§ **Work to be completed**
Lay out every line of the entries below as a JSON list of strings, one string per line, with blank lines omitted. Leave the pictures out of the list.

## Begin Provided material

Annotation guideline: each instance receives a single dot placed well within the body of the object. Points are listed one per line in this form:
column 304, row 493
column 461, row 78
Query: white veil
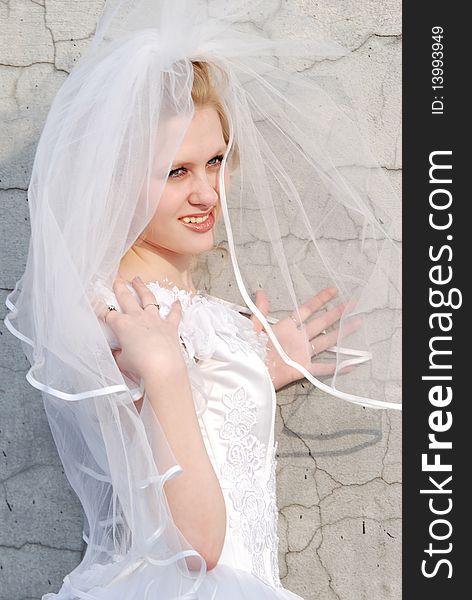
column 306, row 196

## End Provided material

§ **Expected answer**
[
  "Annotation guideline: each instance receives a single dot placed well within the body of the object. Points are listed one per line in this form:",
  "column 304, row 493",
  "column 461, row 78",
  "Query: white veil",
  "column 306, row 196"
]